ENTRIES SUPPLIED:
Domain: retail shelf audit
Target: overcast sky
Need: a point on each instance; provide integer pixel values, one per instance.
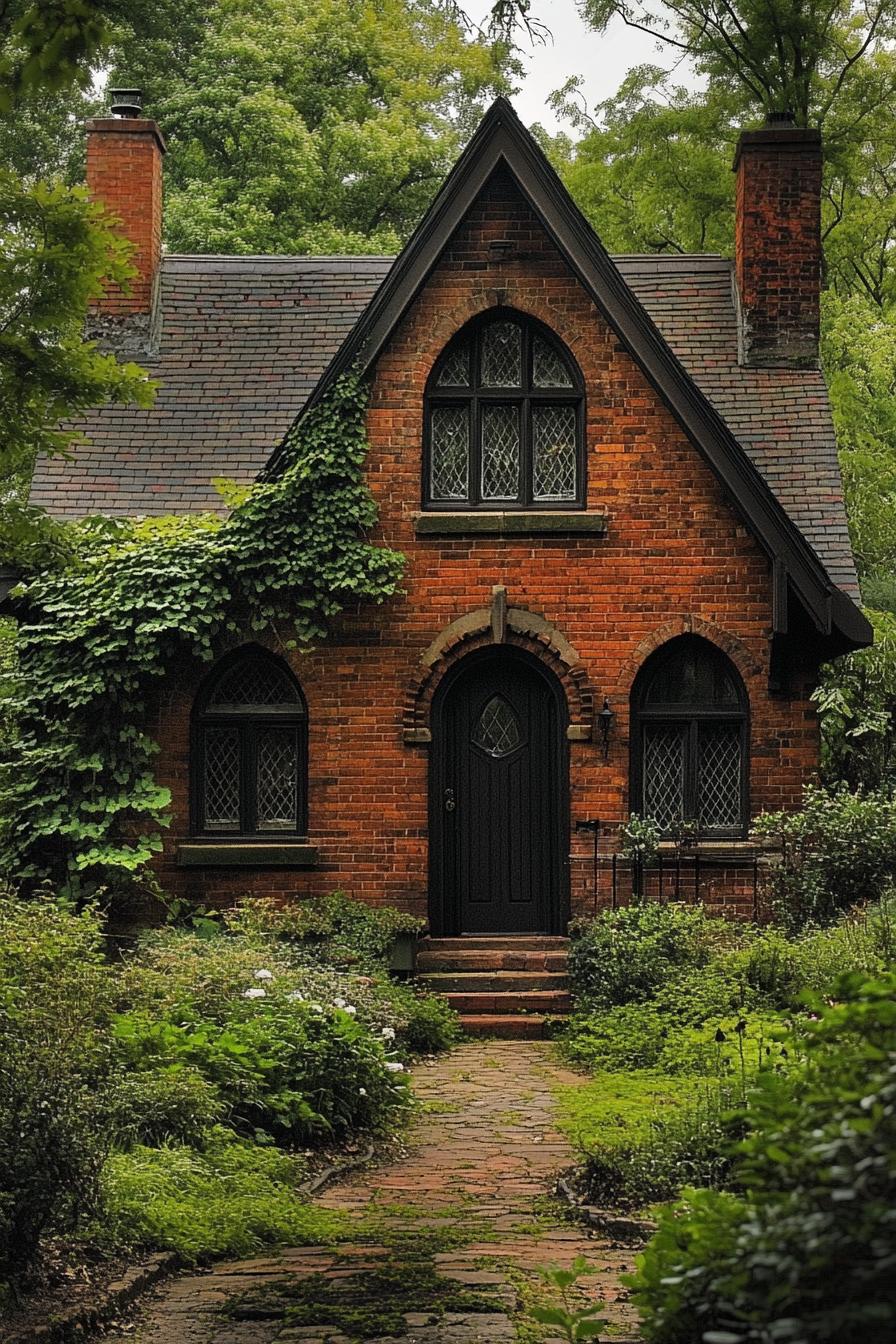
(602, 59)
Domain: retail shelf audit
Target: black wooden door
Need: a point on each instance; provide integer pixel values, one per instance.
(499, 800)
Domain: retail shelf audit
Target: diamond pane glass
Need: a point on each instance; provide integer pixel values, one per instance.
(254, 682)
(548, 368)
(554, 453)
(222, 780)
(450, 453)
(276, 766)
(501, 355)
(497, 729)
(500, 453)
(664, 774)
(719, 776)
(454, 370)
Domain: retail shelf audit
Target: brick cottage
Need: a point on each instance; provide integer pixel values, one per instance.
(615, 484)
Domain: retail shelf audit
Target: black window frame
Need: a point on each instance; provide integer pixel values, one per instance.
(691, 719)
(250, 722)
(527, 398)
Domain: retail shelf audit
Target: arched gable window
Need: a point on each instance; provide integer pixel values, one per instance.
(250, 749)
(689, 739)
(504, 420)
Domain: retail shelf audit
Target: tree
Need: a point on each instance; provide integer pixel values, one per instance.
(55, 249)
(315, 128)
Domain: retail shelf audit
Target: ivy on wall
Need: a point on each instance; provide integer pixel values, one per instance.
(78, 799)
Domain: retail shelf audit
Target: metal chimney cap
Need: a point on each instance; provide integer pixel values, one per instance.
(126, 102)
(779, 118)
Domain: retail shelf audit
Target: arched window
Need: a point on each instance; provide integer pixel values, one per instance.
(689, 739)
(504, 420)
(250, 749)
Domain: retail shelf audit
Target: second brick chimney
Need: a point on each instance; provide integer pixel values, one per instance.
(124, 172)
(778, 243)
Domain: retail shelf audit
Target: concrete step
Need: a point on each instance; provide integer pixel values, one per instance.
(492, 981)
(497, 958)
(505, 1026)
(492, 941)
(540, 1001)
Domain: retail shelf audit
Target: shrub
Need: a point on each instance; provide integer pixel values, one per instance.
(809, 1253)
(626, 956)
(684, 1145)
(840, 851)
(284, 1067)
(332, 930)
(227, 1200)
(54, 1065)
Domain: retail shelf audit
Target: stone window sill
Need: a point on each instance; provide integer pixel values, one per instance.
(247, 854)
(532, 523)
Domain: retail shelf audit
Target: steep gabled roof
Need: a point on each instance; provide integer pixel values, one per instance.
(501, 141)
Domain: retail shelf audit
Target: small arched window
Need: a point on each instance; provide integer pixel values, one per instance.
(250, 749)
(689, 739)
(504, 420)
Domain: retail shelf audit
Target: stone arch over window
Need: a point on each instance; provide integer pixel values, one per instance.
(691, 738)
(249, 750)
(504, 424)
(499, 624)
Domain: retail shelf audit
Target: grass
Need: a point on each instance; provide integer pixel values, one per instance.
(618, 1108)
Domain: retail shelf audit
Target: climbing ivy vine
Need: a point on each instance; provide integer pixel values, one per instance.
(78, 799)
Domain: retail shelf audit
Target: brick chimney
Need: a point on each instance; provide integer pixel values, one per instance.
(778, 243)
(124, 171)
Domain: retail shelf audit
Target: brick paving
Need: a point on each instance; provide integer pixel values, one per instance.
(465, 1204)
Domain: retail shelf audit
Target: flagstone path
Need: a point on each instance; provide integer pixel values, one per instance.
(441, 1246)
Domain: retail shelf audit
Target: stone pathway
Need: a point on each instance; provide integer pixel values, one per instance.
(441, 1247)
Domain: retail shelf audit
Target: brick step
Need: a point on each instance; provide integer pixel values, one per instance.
(539, 1001)
(503, 941)
(505, 1026)
(492, 981)
(497, 958)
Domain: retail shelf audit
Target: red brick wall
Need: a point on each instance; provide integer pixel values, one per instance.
(124, 172)
(778, 245)
(675, 558)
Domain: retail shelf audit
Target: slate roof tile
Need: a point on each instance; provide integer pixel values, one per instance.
(242, 342)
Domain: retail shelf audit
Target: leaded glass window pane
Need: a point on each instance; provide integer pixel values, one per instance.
(664, 761)
(450, 453)
(554, 456)
(500, 452)
(548, 368)
(454, 370)
(222, 760)
(254, 682)
(719, 778)
(276, 772)
(501, 355)
(497, 729)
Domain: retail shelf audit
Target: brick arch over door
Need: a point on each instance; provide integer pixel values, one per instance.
(517, 628)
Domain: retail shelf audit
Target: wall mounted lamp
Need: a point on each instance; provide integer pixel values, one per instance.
(606, 718)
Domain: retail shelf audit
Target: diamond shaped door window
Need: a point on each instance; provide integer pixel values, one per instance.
(497, 729)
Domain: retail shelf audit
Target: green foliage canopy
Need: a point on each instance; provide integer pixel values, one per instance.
(315, 128)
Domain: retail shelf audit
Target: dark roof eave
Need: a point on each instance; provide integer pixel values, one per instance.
(503, 140)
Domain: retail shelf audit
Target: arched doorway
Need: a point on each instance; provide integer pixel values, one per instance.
(499, 797)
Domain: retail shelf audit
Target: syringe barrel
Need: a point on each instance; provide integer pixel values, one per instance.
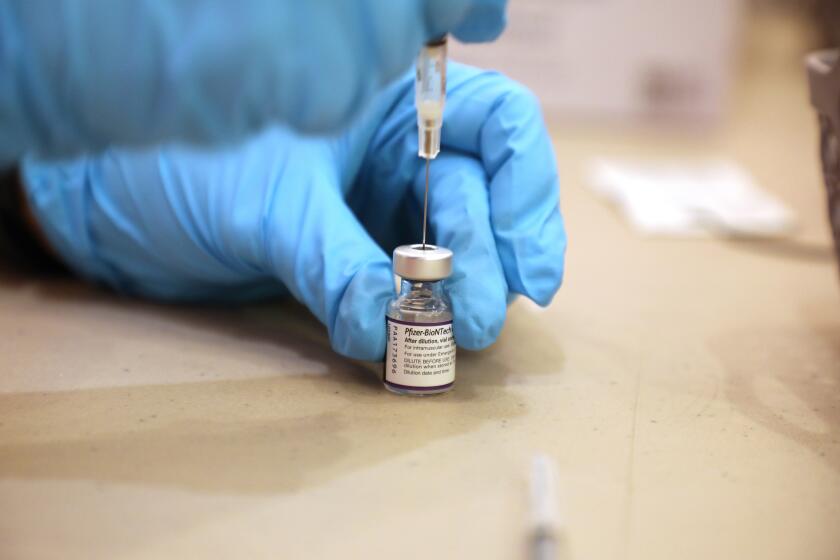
(430, 96)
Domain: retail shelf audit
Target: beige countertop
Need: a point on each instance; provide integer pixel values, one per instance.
(689, 392)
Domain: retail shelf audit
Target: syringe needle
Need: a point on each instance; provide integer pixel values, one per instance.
(426, 202)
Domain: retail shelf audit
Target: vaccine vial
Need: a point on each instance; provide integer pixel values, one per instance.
(420, 354)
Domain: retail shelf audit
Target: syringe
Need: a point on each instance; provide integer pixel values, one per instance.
(429, 99)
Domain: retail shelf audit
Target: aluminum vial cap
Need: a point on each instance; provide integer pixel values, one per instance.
(426, 263)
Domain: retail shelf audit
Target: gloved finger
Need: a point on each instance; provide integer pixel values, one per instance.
(319, 250)
(459, 212)
(499, 122)
(80, 76)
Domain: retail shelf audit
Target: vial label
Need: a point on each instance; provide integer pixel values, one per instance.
(419, 355)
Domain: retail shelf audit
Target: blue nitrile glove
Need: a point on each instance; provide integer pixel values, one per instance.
(313, 216)
(86, 75)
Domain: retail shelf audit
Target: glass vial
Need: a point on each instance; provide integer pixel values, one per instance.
(420, 351)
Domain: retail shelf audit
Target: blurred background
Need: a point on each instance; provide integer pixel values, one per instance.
(676, 62)
(692, 118)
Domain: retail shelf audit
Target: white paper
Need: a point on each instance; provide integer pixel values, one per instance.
(690, 199)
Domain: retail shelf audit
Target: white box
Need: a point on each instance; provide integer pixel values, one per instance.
(618, 58)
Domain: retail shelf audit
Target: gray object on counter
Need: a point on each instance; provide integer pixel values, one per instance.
(824, 82)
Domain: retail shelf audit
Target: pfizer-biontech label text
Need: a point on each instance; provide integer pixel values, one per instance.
(419, 355)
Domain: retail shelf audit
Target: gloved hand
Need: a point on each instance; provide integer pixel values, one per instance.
(78, 76)
(312, 216)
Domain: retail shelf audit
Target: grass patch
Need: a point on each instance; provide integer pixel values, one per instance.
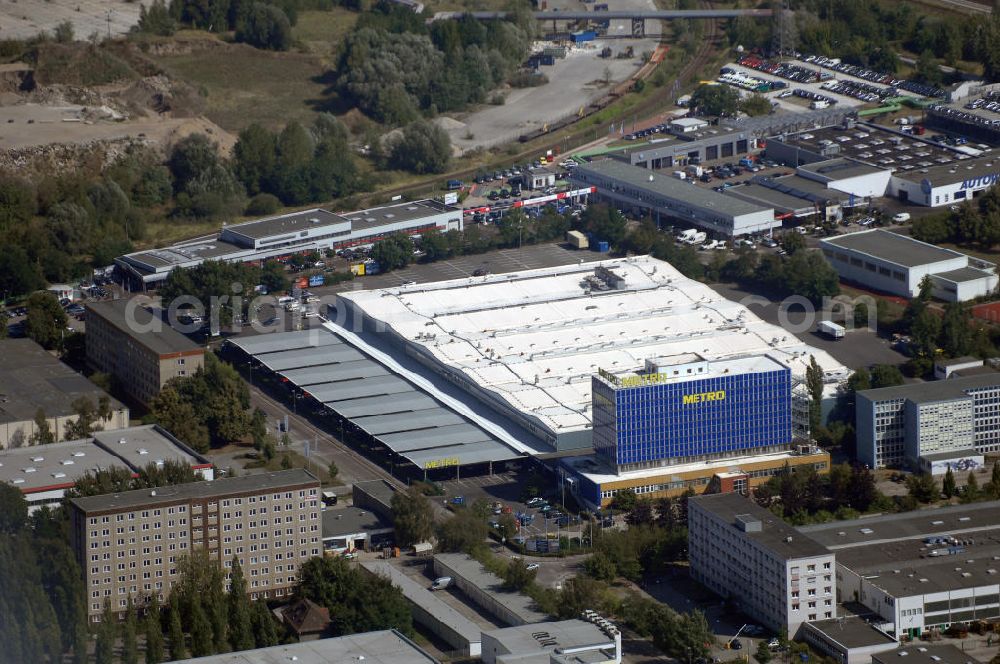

EXERCISE: Among the lines above, find those holding the word "chimney" and state how many there are, number only.

ANSWER FOR THIS EXERCISE: 3